A Door into Ocean: The science of being human
This year is the 25th since publication of A Door into Ocean. Written during Reagan/Thatcher, with “the bomb” ten minutes away, A Door into Ocean asks: How can we defend our freedom yet remain human?
A Door into Ocean won the John W. Campbell Memorial Award, ahead of runners-up James Morrow’s This is How the World Ends and Orson Scott Card’s Speaker for the Dead. It was noted by Isaac Asimov on his list of the year’s top books. Three years later, the European Revolutions of 1989 accomplished what most Western political scientists called impossible: the overthrow of communist dictatorships–including the USSR/Russia itself–by largely nonviolent popular movements. Czech student protesters wrote my family that they read A Door into Ocean during their struggle. Much of my background research came from nonviolence historian Gene Sharp, whose methods were used in Europe and this year at Tahrir Square–and in Tunisia, voting today in their first free election.
##############################
CHECK YOUR UNDERSTANDING:
1. Answer these about the piece on A Door into Ocean:
(a) Which award did A Door into Ocean win?
(b) Who wrote to the author's family saying they read the book during their struggle?
(c) Which historian was the source of much of the author's background research?
2. Could you carry on the piece about A Door into Ocean after its last sentence?
The records have no connection to the piece on A Door into Ocean.

DATA SUPPLIED:
##############################
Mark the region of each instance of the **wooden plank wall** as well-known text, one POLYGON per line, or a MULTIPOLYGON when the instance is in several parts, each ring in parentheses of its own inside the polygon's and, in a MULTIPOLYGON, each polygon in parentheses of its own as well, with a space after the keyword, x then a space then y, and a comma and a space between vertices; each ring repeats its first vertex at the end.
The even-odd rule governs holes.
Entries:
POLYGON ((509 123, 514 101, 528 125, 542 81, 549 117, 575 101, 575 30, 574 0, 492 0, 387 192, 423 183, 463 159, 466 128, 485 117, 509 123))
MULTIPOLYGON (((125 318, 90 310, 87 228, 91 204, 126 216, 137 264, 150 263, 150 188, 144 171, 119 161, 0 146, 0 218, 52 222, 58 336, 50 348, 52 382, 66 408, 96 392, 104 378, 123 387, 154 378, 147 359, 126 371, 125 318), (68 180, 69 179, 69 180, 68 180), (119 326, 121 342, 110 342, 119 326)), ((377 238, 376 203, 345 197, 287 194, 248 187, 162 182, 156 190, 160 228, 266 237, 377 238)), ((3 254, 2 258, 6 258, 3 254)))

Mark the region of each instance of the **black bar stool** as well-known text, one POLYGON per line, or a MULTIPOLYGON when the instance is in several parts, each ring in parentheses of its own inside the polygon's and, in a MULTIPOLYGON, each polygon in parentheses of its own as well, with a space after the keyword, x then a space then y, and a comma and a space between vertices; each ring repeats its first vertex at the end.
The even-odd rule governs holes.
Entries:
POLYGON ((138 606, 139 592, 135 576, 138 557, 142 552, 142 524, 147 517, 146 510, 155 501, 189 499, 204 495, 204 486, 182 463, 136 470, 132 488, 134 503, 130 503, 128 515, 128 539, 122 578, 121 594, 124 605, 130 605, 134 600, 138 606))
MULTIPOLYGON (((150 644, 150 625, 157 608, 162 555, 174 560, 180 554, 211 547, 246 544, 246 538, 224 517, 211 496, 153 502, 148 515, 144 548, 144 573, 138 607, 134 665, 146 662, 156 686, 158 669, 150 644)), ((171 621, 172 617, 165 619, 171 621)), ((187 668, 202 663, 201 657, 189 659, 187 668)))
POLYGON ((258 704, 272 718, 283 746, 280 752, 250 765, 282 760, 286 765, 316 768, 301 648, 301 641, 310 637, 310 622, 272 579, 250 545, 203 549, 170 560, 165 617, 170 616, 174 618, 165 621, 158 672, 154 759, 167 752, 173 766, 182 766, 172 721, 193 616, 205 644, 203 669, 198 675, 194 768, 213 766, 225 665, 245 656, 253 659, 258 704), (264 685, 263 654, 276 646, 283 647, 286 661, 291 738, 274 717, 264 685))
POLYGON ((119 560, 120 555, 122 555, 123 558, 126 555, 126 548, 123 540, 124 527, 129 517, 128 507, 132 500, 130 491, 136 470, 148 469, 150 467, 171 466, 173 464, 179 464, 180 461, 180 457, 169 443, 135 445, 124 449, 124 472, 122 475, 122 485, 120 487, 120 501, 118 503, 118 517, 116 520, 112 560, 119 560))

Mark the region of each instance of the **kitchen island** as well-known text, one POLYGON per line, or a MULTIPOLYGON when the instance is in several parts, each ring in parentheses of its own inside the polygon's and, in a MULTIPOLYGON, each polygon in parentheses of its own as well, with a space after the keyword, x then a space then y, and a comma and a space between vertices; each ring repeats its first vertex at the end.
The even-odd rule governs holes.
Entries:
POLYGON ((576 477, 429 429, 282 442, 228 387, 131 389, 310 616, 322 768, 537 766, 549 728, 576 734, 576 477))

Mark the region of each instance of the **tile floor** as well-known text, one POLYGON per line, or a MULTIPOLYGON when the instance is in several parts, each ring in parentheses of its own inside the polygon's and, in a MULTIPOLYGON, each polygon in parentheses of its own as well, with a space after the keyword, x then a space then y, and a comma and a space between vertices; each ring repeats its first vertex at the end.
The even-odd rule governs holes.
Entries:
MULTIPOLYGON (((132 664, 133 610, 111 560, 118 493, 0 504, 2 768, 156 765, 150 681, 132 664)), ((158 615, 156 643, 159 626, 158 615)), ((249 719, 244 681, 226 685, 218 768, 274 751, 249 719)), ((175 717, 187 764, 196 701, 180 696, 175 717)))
##############################
EXPECTED OUTPUTS:
1.
(a) The John W. Campbell Memorial Award.
(b) Czech student protesters.
(c) Gene Sharp, a historian of nonviolence.

2.
In A Door into Ocean, the nonviolent Sharers must defend their ocean-covered planet Shora from invading soldiers of planet Valedon. The Sharers appear physically defenseless; but in fact, they have genetic weapons. Should they use these weapons–although their use will destroy themselves? Or can they use their Sharer way, even against the soldiers?
It’s important that the Sharers are genetic engineers; their molecular biology, and the ecology of their planet–with its raft-trees, seaswallowers and flying squids–are consistent with science. (See posts to come this week.) A Door into Ocean is “hard science fiction,” while embracing the full range of human experience. Today, more than ever, our planet faces threats from war, pollution, and greed. Can we use the way of Sharp and Sharers to defend our planet–and our humanity?